Rename "reflection in glass" as "reflected image on glass" in the material, running from the line that contains "point_to MUST indicate the reflection" up to and including the line that contains "Target: reflection in glass". Reproduce only those lines, with all other wording kept as it stands.

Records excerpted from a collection
⟨

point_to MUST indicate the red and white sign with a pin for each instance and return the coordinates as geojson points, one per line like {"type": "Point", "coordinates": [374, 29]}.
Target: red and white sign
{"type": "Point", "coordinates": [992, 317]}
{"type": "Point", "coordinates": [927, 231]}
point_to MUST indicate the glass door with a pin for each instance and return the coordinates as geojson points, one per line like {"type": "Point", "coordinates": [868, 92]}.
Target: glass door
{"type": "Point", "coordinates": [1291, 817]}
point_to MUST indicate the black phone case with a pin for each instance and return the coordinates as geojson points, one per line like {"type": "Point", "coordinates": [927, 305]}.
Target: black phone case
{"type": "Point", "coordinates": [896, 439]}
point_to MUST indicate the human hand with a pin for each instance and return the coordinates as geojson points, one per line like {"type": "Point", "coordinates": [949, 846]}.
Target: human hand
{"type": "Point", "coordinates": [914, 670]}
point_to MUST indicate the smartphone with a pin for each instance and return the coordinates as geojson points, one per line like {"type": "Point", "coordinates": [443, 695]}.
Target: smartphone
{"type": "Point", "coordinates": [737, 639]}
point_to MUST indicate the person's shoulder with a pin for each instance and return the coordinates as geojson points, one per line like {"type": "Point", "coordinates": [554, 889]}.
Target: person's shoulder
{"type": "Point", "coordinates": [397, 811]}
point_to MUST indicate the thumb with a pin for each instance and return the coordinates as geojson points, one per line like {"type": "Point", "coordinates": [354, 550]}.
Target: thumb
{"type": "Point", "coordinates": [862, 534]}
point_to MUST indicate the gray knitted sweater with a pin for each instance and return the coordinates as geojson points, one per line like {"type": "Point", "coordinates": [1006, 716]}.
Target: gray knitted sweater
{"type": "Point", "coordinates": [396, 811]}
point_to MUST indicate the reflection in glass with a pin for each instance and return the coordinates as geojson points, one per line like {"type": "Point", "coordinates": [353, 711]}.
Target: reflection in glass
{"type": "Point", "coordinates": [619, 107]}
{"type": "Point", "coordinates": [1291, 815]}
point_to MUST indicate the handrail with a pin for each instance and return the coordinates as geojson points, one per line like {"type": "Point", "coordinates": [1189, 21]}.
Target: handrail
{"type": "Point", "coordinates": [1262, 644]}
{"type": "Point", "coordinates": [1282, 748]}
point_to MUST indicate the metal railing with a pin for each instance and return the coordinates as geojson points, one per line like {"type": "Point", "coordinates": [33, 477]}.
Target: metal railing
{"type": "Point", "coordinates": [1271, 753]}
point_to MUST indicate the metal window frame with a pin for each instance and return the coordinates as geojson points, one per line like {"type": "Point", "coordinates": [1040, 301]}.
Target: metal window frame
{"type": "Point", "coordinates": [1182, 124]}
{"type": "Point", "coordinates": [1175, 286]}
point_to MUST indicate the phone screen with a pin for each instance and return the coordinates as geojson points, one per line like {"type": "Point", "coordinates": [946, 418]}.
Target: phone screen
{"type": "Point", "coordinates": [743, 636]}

⟩

**WRITTEN REPLY**
point_to MUST indicate the reflected image on glass with a pin for each instance and return the coordinates as geojson points, one per line like {"type": "Point", "coordinates": [353, 711]}.
Target: reflected image on glass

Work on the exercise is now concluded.